Brief a:
Find each line in the records below that contains the word "hoof", and copy those lines out. Upper and lower case count as different.

Excerpt to read:
......

For the remainder of the field, the moment has arrived to prove whether they’re viable as national candidates or simply spoilers staying too long in a race they can’t win.
Let’s take a look at the state of play.
South Carolina: Biden tests his firewall
For weeks, as he suffered through a fourth-place finish in Iowa and fifth in New Hampshire, Biden clung as a drowning man to a single raft of a thought: Black voters could rescue him in South Carolina.
Black voters typically make up about 60% of the Democratic electorate in South Carolina, and Biden has strong ties to them, both because of his eight years as No. 2 to the nation’s first black president and because of his own long-standing connections to black leaders in the state.
After Sanders’ decisive victory last Saturday in Nevada, Biden’s South Carolina firewall began to look dangerously flimsy. Sanders’ campaign stepped up its efforts in the state amid talk that he could defeat Biden there — a loss that likely would be a fatal blow to the former vice president’s hopes.
As the week went on, however, the possibility of a Sanders victory in South Carolina has begun to seem less likely. Biden’s performance in Tuesday’s debate in Charleston drew favorable attention, as Evan Halper, Janet Hook and Arit John wrote. The next day brought the endorsement of the state’s most influential African American politician, Rep. Jim Clyburn, the third-ranking Democrat in the House leadership.
There have now been 10 different publicly released polls of South Carolina voters in the past week. Every one of them has had Biden in the lead. Although his margin over Sanders has varied widely from survey to survey, the most recent polls have mostly shown Biden with a double-digit advantage, with the well respected Monmouth Poll showing him leading Sanders by 20 points.
One factor in Biden’s favor: Tom Steyer‘s rise in South Carolina appears to have stopped. The billionaire California philanthropist and activist hasn’t been a factor in previous races, but he spent very heavily in South Carolina with a message aimed especially at black voters. For a while, he seemed to have potential to eat heavily into Biden’s support, so the more recent stall on his part is good news for the former vice president.

......

Task inputs:
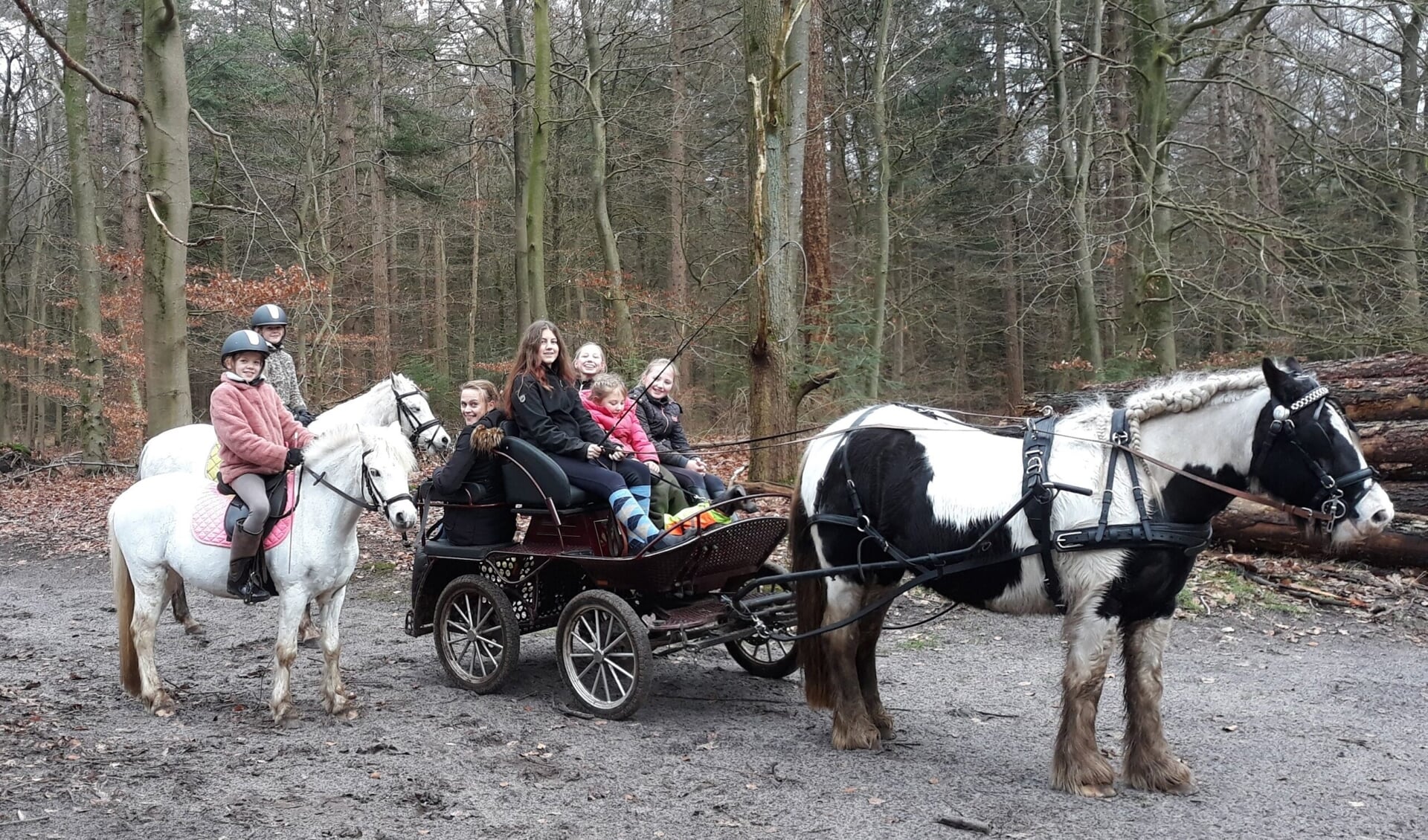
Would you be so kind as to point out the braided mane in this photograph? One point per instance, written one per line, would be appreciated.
(1187, 392)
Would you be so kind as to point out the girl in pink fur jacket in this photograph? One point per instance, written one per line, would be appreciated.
(257, 438)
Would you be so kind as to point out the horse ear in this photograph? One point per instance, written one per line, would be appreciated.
(1276, 378)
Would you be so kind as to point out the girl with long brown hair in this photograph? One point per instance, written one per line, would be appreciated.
(541, 398)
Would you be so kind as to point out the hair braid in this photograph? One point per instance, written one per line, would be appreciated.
(1180, 397)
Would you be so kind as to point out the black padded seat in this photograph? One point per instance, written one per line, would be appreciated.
(440, 548)
(527, 497)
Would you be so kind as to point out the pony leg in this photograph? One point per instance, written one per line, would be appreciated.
(1078, 765)
(336, 698)
(285, 650)
(178, 598)
(1150, 765)
(870, 630)
(147, 605)
(307, 630)
(853, 728)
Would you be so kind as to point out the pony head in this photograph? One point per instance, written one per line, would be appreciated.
(380, 462)
(416, 417)
(1305, 451)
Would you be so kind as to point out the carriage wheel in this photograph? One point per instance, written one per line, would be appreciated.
(760, 655)
(605, 653)
(479, 639)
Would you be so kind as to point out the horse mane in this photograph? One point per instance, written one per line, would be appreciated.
(385, 441)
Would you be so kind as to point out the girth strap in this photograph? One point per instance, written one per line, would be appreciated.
(1035, 454)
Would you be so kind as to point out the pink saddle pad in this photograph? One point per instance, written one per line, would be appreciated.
(213, 507)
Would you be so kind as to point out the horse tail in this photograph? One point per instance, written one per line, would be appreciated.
(123, 612)
(811, 598)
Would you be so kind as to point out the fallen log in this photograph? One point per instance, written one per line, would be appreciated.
(1374, 388)
(1397, 450)
(1410, 497)
(1254, 528)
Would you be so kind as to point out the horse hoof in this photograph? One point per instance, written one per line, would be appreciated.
(866, 737)
(1096, 790)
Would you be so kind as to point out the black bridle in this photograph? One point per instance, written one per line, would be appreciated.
(367, 487)
(409, 416)
(1328, 500)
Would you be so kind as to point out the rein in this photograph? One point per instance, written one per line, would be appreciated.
(409, 416)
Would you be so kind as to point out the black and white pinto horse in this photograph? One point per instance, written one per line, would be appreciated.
(930, 484)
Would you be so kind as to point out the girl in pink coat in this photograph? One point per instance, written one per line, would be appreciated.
(611, 410)
(257, 438)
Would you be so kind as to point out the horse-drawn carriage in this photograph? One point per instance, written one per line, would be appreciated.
(611, 613)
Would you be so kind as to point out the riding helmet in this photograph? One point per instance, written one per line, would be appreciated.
(245, 341)
(268, 315)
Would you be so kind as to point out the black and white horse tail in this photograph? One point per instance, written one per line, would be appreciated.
(811, 598)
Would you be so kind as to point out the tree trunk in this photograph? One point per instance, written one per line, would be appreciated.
(440, 313)
(816, 198)
(476, 262)
(541, 126)
(380, 247)
(520, 157)
(166, 253)
(608, 248)
(880, 133)
(1410, 166)
(774, 298)
(678, 265)
(88, 357)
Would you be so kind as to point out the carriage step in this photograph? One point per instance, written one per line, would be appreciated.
(693, 615)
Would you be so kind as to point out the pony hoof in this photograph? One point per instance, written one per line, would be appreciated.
(1168, 776)
(1096, 790)
(866, 737)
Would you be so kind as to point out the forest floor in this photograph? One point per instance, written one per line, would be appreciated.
(1300, 719)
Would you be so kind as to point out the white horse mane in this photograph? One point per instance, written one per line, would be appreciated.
(385, 441)
(1178, 394)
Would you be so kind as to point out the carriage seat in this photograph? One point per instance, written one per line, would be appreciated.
(526, 497)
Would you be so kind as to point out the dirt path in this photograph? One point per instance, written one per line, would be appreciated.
(1297, 726)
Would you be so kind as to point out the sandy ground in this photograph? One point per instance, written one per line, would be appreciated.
(1299, 725)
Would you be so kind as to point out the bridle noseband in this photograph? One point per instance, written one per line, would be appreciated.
(367, 487)
(1330, 497)
(409, 416)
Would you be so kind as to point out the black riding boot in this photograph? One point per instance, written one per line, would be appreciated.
(240, 566)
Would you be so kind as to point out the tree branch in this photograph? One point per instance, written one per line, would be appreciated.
(89, 76)
(153, 211)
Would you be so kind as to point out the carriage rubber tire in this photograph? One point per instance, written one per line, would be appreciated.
(608, 621)
(768, 668)
(467, 601)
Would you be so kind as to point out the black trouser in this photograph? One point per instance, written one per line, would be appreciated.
(706, 487)
(602, 475)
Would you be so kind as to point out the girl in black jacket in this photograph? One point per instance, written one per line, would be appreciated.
(541, 398)
(472, 475)
(660, 417)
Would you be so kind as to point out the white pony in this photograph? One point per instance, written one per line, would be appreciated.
(152, 551)
(392, 400)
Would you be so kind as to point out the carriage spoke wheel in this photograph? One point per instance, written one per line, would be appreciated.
(477, 635)
(760, 655)
(605, 653)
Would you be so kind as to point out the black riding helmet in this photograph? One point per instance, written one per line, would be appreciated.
(268, 315)
(246, 341)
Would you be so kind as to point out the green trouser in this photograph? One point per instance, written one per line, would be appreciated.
(666, 497)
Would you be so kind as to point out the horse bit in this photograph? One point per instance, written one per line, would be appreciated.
(409, 416)
(369, 487)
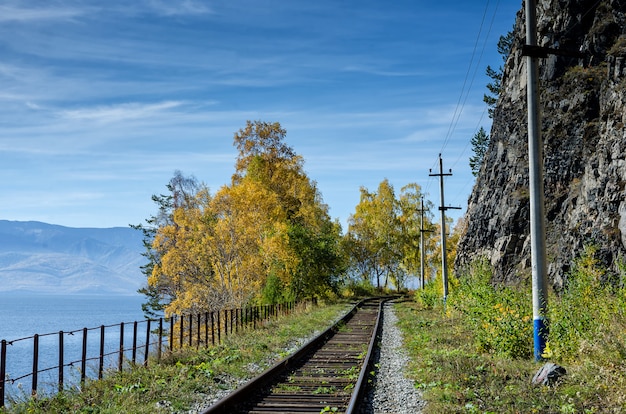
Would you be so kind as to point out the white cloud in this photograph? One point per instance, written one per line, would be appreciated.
(22, 14)
(178, 8)
(120, 112)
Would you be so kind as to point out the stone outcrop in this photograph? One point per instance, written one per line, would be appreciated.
(583, 104)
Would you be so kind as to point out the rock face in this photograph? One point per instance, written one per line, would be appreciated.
(583, 103)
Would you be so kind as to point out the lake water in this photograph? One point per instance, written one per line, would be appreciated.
(22, 316)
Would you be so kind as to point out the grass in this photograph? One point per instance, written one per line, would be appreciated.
(187, 376)
(463, 365)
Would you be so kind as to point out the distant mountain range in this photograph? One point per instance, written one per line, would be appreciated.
(43, 258)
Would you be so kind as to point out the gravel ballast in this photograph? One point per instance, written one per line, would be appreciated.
(391, 391)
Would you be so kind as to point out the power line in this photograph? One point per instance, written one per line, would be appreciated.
(459, 106)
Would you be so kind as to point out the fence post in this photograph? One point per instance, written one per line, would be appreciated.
(145, 355)
(190, 330)
(134, 342)
(101, 364)
(83, 360)
(172, 333)
(198, 326)
(120, 360)
(206, 329)
(225, 323)
(61, 361)
(3, 360)
(219, 339)
(35, 364)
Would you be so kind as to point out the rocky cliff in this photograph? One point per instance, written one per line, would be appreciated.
(583, 103)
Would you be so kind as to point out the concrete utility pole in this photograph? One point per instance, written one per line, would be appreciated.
(537, 209)
(442, 208)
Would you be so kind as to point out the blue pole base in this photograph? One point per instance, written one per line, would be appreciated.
(540, 331)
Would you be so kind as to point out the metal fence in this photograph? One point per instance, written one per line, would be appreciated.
(120, 346)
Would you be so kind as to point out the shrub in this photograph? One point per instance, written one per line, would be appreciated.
(499, 316)
(589, 315)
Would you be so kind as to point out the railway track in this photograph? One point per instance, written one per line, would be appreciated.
(328, 374)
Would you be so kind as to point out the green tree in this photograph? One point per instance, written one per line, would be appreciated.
(505, 45)
(384, 235)
(480, 143)
(410, 206)
(266, 236)
(181, 191)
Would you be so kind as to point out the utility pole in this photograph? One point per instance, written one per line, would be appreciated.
(443, 208)
(422, 231)
(535, 172)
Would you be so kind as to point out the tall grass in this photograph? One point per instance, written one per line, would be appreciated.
(476, 357)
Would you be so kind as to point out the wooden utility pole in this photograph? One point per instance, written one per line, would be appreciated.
(422, 231)
(443, 208)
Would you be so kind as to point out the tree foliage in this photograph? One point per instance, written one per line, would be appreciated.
(480, 142)
(266, 236)
(383, 235)
(505, 44)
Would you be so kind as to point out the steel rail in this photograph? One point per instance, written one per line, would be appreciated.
(240, 399)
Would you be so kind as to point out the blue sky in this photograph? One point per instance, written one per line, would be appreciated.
(100, 102)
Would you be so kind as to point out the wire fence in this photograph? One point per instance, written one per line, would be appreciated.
(68, 358)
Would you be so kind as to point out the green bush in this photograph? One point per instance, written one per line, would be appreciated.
(589, 316)
(429, 297)
(499, 316)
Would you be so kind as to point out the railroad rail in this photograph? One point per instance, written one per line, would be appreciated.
(328, 374)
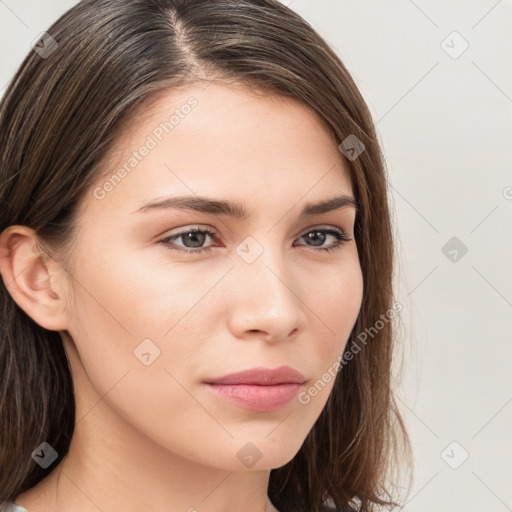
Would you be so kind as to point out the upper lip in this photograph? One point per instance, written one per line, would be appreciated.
(262, 376)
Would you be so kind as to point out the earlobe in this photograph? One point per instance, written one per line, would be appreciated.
(27, 274)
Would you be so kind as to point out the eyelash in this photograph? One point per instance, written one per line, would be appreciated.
(340, 236)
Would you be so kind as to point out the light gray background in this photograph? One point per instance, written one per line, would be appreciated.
(445, 123)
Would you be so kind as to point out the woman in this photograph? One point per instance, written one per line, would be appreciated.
(195, 244)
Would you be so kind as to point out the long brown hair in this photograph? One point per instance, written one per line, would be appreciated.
(59, 116)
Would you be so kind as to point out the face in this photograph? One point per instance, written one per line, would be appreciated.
(158, 310)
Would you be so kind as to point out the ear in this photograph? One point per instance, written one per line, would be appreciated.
(34, 280)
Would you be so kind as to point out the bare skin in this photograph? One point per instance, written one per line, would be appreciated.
(154, 437)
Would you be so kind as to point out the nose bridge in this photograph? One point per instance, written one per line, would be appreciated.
(266, 298)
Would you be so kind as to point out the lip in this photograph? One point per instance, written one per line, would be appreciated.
(262, 377)
(259, 389)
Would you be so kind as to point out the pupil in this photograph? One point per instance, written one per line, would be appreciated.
(313, 236)
(191, 236)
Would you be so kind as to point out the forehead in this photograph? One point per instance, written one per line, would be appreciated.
(224, 140)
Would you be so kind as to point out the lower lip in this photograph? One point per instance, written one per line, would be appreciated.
(257, 398)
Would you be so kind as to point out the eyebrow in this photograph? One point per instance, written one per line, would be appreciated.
(237, 210)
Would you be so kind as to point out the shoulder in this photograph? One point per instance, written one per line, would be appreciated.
(12, 507)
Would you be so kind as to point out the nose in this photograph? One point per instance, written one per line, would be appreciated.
(265, 299)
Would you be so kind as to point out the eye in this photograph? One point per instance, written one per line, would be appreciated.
(318, 235)
(196, 237)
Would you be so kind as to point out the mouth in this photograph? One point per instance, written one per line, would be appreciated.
(259, 389)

......

Brief b:
Write out, word for word, the part of the South Carolina race passage above starting at "South Carolina: Biden" and ending at "in the state.".

Expected output a:
Would you be so kind as to point out the horse hoof in this photograph? One point per instance, written one per line, would be appreciated.
Would you be so kind as to point out the pony hoof in this photograph? One point per instance, written one per line, would be appreciated.

Expected output b:
South Carolina: Biden tests his firewall
For weeks, as he suffered through a fourth-place finish in Iowa and fifth in New Hampshire, Biden clung as a drowning man to a single raft of a thought: Black voters could rescue him in South Carolina.
Black voters typically make up about 60% of the Democratic electorate in South Carolina, and Biden has strong ties to them, both because of his eight years as No. 2 to the nation’s first black president and because of his own long-standing connections to black leaders in the state.